_Text under study_.
Aluminum is an exceptionally useful metal. Lightweight, resistant to rust and able to be turned into alloys with other metals. Small wonder it’s the second-most used metal in the world after iron and demand is set to soar.
But aluminum comes at a cost—energy. The four aluminum smelters in Australia consume 10% of the nation’s electricity and produce close to 5% of total emissions. Smelting is so energy intensive that in many countries, it has driven the construction of new fossil fuel power plants. That’s why it’s nicknamed “congealed electricity.”
This week, the federal government proposed a new policy aimed at making aluminum smelting green.
Under the scheme—due to run between 2028 and 2036, aluminum producers would receive a certain amount of funding for every ton of aluminum produced using renewable energy. If smelters pursue this incentive, we can expect to see more funding flowing to renewables to meet demand.
But will this scheme work? Our research shows Australia could cut aluminum emissions 98% by 2050, from mining all the way to smelting—if renewable energy expands to support it, as well as domestic consumption.
Why focus on aluminum?
By 2050, global demand for aluminum is projected to rise by 50%, due largely to demand from electric vehicles manufacturing, clean energy equipment and construction.
Australia is one of few countries with an end-to-end aluminum industry, running from mining bauxite ore, refining it into alumina and smelting it to produce aluminum. We produce around 1.6 million tons annually and export almost all of it. Our exports account for 10% of the world’s total.
While emissions are produced at every step, this week’s announcement is aimed at the single largest emissions-producing process: smelting.
In 2020 Australia’s smelters produced about 4.6% of the nation’s emissions—22.8 million tons of carbon dioxide equivalent.
The nation’s four smelters are in Tomago in New South Wales, Boyne in Queensland, Portland in Victoria and Bell Bay in Tasmania. The industry is important to local economies and employs roughly 14,000 workers.
How hard is it to go green?
At present, the electricity to smelt aluminum comes largely from burning coal.
Switching doesn’t require major changes in industrial processes—only that there’s enough renewable power to meet demand.
Technical limitations at existing facilities and limited financial incentives to update them mean Australia’s smelters can’t easily ramp up or down. Electricity demand is almost constant.
Renewables such as solar and wind can do the job once “firmed,” meaning the power is stored to be available as needed. Smelters could also use technology to be more flexible with the timing of energy consumption.
To their credit, some aluminum companies are already working to cut emissions. In 2024, Rio Tinto announced a deal to power its Gladstone aluminum operations with renewables.
The real challenge is ensuring enough renewable energy in the grid for smelters to tap into, alongside new solar and wind to electrify homes and businesses.
Globally, more than a third (34%) of the total electricity used to make aluminum now comes from zero-emissions sources—almost entirely from hydroelectric plants. Hydropower is well suited to powering smelters because it allows for continuous and cheap electricity once built. Tasmania’s Bell Bay smelter is powered by hydroelectricity, for instance.
Expanding aluminum production through hydropower is limited, however, due to a lack of suitable sites of the right scale and location.

_Available data_.
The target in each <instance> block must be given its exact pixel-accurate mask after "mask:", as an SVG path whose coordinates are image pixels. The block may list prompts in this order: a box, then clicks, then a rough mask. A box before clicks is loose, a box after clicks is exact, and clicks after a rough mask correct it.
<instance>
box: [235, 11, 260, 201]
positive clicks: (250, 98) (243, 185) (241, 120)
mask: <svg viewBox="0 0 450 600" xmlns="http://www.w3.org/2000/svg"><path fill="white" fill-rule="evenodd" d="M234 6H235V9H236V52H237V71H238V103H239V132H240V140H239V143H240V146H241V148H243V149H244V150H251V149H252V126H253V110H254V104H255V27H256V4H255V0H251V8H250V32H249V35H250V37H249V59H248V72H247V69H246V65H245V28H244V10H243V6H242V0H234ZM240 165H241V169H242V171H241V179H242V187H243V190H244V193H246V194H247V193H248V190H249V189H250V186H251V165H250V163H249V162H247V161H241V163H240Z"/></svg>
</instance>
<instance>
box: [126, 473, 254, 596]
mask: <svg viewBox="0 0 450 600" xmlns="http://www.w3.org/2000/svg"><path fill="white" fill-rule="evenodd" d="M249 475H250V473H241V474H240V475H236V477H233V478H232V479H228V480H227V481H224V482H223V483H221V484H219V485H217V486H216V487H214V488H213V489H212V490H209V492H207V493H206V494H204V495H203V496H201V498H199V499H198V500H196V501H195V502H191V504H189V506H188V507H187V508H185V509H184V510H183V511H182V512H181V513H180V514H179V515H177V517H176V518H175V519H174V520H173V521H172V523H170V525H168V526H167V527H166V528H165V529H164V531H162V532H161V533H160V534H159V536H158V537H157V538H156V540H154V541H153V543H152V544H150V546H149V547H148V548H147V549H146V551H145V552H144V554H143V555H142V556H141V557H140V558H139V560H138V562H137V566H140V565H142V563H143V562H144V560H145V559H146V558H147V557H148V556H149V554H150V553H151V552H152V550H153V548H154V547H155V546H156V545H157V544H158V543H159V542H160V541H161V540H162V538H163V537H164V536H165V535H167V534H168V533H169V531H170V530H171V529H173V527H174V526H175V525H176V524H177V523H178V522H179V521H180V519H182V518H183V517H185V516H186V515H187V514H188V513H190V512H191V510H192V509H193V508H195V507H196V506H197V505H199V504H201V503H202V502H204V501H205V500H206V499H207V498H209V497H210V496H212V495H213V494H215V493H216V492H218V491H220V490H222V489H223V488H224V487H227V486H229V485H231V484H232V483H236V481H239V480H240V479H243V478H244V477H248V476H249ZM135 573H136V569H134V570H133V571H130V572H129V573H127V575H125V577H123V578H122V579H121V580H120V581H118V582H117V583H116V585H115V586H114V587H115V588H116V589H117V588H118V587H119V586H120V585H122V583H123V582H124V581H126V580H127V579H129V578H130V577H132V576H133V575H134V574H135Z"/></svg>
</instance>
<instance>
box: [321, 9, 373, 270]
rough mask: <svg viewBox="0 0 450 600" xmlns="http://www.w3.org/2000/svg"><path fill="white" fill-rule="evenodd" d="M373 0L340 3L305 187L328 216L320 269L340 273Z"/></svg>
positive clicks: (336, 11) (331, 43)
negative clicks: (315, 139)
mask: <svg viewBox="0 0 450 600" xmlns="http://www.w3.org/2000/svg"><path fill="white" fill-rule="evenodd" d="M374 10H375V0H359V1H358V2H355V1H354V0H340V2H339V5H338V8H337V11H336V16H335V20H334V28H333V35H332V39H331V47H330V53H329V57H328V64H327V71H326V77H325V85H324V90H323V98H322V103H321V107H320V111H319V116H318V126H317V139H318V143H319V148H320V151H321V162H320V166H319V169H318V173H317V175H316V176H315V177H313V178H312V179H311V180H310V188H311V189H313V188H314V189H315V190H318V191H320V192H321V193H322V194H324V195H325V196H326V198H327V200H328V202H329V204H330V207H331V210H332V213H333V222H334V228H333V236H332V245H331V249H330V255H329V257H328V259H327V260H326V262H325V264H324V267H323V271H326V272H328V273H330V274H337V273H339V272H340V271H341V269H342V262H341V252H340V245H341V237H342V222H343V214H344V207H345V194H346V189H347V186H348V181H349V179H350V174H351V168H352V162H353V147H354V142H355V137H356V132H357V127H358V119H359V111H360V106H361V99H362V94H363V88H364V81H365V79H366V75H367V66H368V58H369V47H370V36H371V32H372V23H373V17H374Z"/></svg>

_Action item 1_. Using the article on aluminum smelting, explain in one to three sentences why hydropower suits the powering of smelters.
_Action item 2_. According to the article on aluminum smelting, roughly how many workers does Australia's aluminum industry employ?
_Action item 3_. Repeat a passage from the article on aluminum smelting word for word, beginning at the words "To their credit, some" and stopping after the words "scale and location.".

_Your response 1_. Hydropower is well suited to powering smelters because, once built, it provides continuous and cheap electricity.

_Your response 2_. Roughly 14,000 workers.

_Your response 3_.
To their credit, some aluminum companies are already working to cut emissions. In 2024, Rio Tinto announced a deal to power its Gladstone aluminum operations with renewables.
The real challenge is ensuring enough renewable energy in the grid for smelters to tap into, alongside new solar and wind to electrify homes and businesses.
Globally, more than a third (34%) of the total electricity used to make aluminum now comes from zero-emissions sources—almost entirely from hydroelectric plants. Hydropower is well suited to powering smelters because it allows for continuous and cheap electricity once built. Tasmania’s Bell Bay smelter is powered by hydroelectricity, for instance.
Expanding aluminum production through hydropower is limited, however, due to a lack of suitable sites of the right scale and location.